— Begin Entries —

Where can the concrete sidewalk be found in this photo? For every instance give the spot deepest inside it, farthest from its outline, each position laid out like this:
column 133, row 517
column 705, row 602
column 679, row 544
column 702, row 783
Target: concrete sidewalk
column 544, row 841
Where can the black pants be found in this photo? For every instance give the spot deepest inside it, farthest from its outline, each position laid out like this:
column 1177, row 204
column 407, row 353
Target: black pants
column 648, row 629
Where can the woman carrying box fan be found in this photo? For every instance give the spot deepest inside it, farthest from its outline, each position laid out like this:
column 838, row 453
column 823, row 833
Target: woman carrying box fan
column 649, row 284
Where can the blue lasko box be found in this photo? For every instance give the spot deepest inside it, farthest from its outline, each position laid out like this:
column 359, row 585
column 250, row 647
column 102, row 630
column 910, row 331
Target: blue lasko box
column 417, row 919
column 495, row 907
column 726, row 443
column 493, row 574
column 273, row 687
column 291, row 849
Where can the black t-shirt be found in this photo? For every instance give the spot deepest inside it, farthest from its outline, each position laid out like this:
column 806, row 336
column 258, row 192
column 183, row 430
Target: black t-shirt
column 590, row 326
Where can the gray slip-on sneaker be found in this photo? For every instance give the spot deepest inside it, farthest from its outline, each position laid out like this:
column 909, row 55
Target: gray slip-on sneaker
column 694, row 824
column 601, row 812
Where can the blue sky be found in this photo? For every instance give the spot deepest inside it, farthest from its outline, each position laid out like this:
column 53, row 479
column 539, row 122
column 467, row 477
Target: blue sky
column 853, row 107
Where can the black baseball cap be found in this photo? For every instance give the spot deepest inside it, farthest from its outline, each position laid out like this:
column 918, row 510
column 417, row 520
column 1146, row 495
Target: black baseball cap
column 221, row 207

— End Entries —
— Begin Entries —

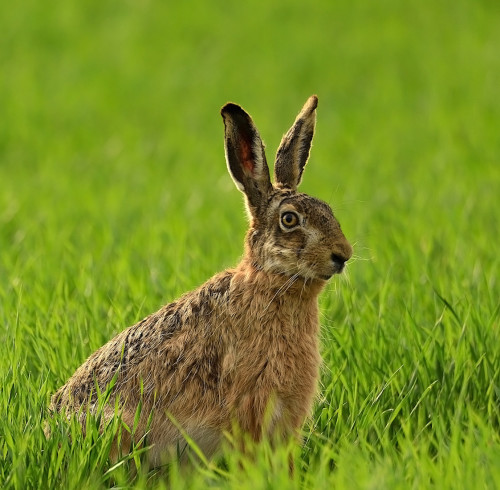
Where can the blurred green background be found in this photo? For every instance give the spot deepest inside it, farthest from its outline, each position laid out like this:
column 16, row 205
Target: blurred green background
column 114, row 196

— End Entries —
— Begin Entries —

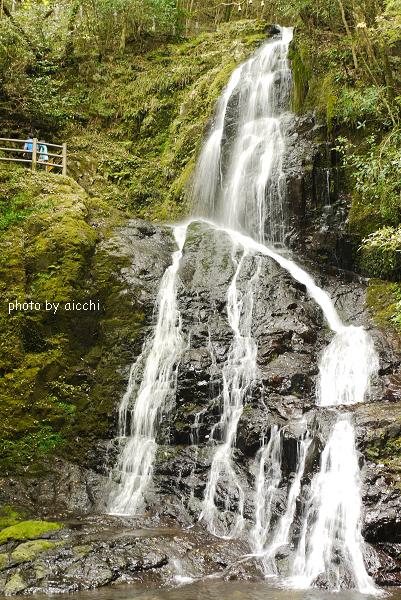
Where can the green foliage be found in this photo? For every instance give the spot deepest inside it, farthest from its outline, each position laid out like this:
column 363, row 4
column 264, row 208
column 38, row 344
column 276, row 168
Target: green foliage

— End Entries —

### Task brief
In the records, from the line with "Where can the black baseball" up to and including the line with "column 221, row 207", swap "baseball cap" for "trucker hat" and give only those lines again, with nothing else changed.

### Final answer
Where can the black trucker hat be found in this photo? For every instance give the spot deepest inside it, farthest from its outline, each position laid out like this:
column 918, row 510
column 417, row 520
column 1146, row 495
Target: black trucker hat
column 221, row 207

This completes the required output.